Start of Task data

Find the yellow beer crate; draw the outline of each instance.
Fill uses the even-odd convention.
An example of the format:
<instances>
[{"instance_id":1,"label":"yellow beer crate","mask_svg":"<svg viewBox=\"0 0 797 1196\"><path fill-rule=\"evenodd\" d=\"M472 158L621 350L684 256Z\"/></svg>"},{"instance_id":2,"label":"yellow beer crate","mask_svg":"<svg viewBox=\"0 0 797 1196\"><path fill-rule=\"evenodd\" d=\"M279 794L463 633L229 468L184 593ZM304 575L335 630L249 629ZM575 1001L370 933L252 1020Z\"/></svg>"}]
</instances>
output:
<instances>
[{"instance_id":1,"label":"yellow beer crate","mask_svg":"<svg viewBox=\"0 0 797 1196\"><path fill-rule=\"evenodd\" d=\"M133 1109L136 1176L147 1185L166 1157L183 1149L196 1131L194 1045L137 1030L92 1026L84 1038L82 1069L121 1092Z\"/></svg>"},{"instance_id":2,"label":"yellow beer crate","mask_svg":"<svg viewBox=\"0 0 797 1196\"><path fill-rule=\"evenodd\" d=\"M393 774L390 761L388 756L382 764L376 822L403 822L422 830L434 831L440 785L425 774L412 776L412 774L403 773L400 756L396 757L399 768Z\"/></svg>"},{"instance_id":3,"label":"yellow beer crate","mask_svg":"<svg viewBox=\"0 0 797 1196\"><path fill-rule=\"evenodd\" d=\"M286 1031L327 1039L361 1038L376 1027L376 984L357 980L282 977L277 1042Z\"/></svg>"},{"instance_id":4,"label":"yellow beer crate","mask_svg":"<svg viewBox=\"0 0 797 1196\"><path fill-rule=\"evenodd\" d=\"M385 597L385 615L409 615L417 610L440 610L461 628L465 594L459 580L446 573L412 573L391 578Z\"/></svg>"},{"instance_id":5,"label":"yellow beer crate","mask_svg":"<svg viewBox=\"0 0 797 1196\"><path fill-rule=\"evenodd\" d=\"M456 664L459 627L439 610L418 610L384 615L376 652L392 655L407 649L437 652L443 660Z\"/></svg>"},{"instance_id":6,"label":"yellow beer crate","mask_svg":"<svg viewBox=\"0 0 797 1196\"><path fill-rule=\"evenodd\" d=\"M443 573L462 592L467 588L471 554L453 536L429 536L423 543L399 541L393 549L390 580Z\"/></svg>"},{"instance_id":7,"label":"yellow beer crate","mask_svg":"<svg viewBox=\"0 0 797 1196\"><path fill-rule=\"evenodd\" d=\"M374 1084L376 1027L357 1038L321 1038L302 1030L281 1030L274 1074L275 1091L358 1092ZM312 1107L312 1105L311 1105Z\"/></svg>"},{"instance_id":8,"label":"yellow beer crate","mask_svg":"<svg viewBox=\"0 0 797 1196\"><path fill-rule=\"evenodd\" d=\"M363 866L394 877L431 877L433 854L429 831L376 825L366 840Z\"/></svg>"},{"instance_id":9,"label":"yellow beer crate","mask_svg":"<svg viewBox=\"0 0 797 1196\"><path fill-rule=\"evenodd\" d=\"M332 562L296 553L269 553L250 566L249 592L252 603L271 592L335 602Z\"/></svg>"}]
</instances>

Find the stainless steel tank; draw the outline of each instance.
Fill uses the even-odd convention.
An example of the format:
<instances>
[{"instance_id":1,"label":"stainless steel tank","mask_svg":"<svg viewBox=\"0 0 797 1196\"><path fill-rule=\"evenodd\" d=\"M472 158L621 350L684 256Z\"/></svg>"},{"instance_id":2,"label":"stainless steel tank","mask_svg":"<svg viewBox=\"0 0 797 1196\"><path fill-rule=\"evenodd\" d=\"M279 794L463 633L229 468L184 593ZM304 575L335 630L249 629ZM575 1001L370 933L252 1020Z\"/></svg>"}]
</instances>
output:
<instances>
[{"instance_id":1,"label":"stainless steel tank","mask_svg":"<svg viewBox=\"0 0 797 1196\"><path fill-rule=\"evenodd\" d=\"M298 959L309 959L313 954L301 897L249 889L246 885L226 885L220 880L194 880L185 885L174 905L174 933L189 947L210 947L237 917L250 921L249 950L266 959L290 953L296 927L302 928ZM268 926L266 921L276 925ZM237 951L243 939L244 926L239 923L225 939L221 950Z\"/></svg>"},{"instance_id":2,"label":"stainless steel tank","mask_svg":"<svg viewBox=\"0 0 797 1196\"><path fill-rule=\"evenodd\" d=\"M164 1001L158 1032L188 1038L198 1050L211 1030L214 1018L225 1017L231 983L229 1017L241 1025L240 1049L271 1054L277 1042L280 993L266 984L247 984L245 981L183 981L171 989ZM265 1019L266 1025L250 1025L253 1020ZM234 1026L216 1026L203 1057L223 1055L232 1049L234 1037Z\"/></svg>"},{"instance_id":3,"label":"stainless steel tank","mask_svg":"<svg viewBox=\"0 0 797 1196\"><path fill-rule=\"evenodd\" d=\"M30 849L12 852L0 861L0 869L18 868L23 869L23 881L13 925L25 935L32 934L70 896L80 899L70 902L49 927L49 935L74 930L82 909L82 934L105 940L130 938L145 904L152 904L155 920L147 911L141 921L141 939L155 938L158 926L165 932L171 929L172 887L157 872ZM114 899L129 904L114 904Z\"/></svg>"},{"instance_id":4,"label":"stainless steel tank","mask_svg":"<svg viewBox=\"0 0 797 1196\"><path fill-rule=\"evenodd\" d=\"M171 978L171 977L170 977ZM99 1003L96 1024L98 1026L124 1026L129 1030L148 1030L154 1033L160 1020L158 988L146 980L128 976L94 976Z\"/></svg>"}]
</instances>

End of Task data

Rewrite every line of the entries above as one numbered list, skipping any blank lines.

• Solution to this problem:
1. Find the yellow beer crate; draw the outline of each instance.
2. Fill uses the even-odd convention.
3. An example of the format:
4. <instances>
5. [{"instance_id":1,"label":"yellow beer crate","mask_svg":"<svg viewBox=\"0 0 797 1196\"><path fill-rule=\"evenodd\" d=\"M472 158L621 350L684 256Z\"/></svg>"},{"instance_id":2,"label":"yellow beer crate","mask_svg":"<svg viewBox=\"0 0 797 1196\"><path fill-rule=\"evenodd\" d=\"M279 794L463 633L229 468L184 593ZM304 575L335 630L249 629ZM575 1001L370 933L252 1020Z\"/></svg>"}]
6. </instances>
7. output:
8. <instances>
9. [{"instance_id":1,"label":"yellow beer crate","mask_svg":"<svg viewBox=\"0 0 797 1196\"><path fill-rule=\"evenodd\" d=\"M133 1109L136 1176L147 1185L166 1157L183 1149L196 1131L194 1045L137 1030L92 1026L84 1038L82 1069L121 1092Z\"/></svg>"},{"instance_id":2,"label":"yellow beer crate","mask_svg":"<svg viewBox=\"0 0 797 1196\"><path fill-rule=\"evenodd\" d=\"M393 774L390 761L388 756L382 764L376 822L403 822L422 830L434 831L440 785L425 774L412 776L412 774L403 773L400 756L396 757L399 768Z\"/></svg>"},{"instance_id":3,"label":"yellow beer crate","mask_svg":"<svg viewBox=\"0 0 797 1196\"><path fill-rule=\"evenodd\" d=\"M286 1031L327 1039L361 1038L376 1027L376 984L357 980L282 977L277 1042Z\"/></svg>"},{"instance_id":4,"label":"yellow beer crate","mask_svg":"<svg viewBox=\"0 0 797 1196\"><path fill-rule=\"evenodd\" d=\"M385 597L385 615L409 615L417 610L440 610L461 628L465 594L459 580L446 573L412 573L391 578Z\"/></svg>"},{"instance_id":5,"label":"yellow beer crate","mask_svg":"<svg viewBox=\"0 0 797 1196\"><path fill-rule=\"evenodd\" d=\"M456 664L459 627L439 610L418 610L384 615L376 652L392 655L407 649L437 652L443 660Z\"/></svg>"},{"instance_id":6,"label":"yellow beer crate","mask_svg":"<svg viewBox=\"0 0 797 1196\"><path fill-rule=\"evenodd\" d=\"M443 573L462 592L467 588L471 554L453 536L429 536L423 543L399 541L393 549L390 580Z\"/></svg>"},{"instance_id":7,"label":"yellow beer crate","mask_svg":"<svg viewBox=\"0 0 797 1196\"><path fill-rule=\"evenodd\" d=\"M374 1084L376 1027L357 1038L321 1038L302 1030L281 1030L274 1074L275 1091L358 1092ZM312 1107L312 1105L311 1105Z\"/></svg>"},{"instance_id":8,"label":"yellow beer crate","mask_svg":"<svg viewBox=\"0 0 797 1196\"><path fill-rule=\"evenodd\" d=\"M363 866L394 877L431 877L433 854L429 831L376 825L366 840Z\"/></svg>"},{"instance_id":9,"label":"yellow beer crate","mask_svg":"<svg viewBox=\"0 0 797 1196\"><path fill-rule=\"evenodd\" d=\"M332 562L296 553L269 553L250 566L249 592L252 603L271 592L335 602Z\"/></svg>"}]
10. </instances>
11. Find the stainless steel tank; draw the outline of each instance.
12. Fill uses the even-odd convention.
13. An example of the format:
14. <instances>
15. [{"instance_id":1,"label":"stainless steel tank","mask_svg":"<svg viewBox=\"0 0 797 1196\"><path fill-rule=\"evenodd\" d=\"M472 158L621 350L684 256Z\"/></svg>"},{"instance_id":2,"label":"stainless steel tank","mask_svg":"<svg viewBox=\"0 0 797 1196\"><path fill-rule=\"evenodd\" d=\"M279 794L463 633L229 468L184 593ZM304 575L335 630L249 629ZM575 1001L370 933L252 1020Z\"/></svg>"}]
16. </instances>
17. output:
18. <instances>
19. [{"instance_id":1,"label":"stainless steel tank","mask_svg":"<svg viewBox=\"0 0 797 1196\"><path fill-rule=\"evenodd\" d=\"M298 959L309 959L313 954L301 897L249 889L246 885L226 885L220 880L194 880L185 885L174 905L174 933L189 947L210 947L237 917L250 921L249 950L266 959L290 953L296 927L302 928ZM268 926L266 921L276 925ZM237 951L243 939L244 926L239 923L225 939L221 950Z\"/></svg>"},{"instance_id":2,"label":"stainless steel tank","mask_svg":"<svg viewBox=\"0 0 797 1196\"><path fill-rule=\"evenodd\" d=\"M164 1001L158 1032L188 1038L198 1050L211 1030L214 1018L225 1017L231 983L229 1017L241 1025L240 1049L271 1054L277 1042L280 993L266 984L247 984L245 981L183 981L171 989ZM265 1019L266 1025L250 1025L253 1020ZM234 1026L216 1026L203 1057L223 1055L232 1049L234 1037Z\"/></svg>"},{"instance_id":3,"label":"stainless steel tank","mask_svg":"<svg viewBox=\"0 0 797 1196\"><path fill-rule=\"evenodd\" d=\"M30 849L12 852L0 861L0 869L18 868L23 869L23 881L13 925L25 935L32 934L70 896L80 899L70 902L49 927L49 935L74 930L82 909L82 934L105 940L130 938L145 904L152 904L155 920L147 911L141 921L141 939L155 938L158 926L165 932L171 929L172 887L157 872ZM114 899L129 904L114 904Z\"/></svg>"},{"instance_id":4,"label":"stainless steel tank","mask_svg":"<svg viewBox=\"0 0 797 1196\"><path fill-rule=\"evenodd\" d=\"M171 978L171 977L170 977ZM99 1003L96 1024L98 1026L124 1026L129 1030L148 1030L154 1033L160 1020L158 988L146 980L128 976L94 976Z\"/></svg>"}]
20. </instances>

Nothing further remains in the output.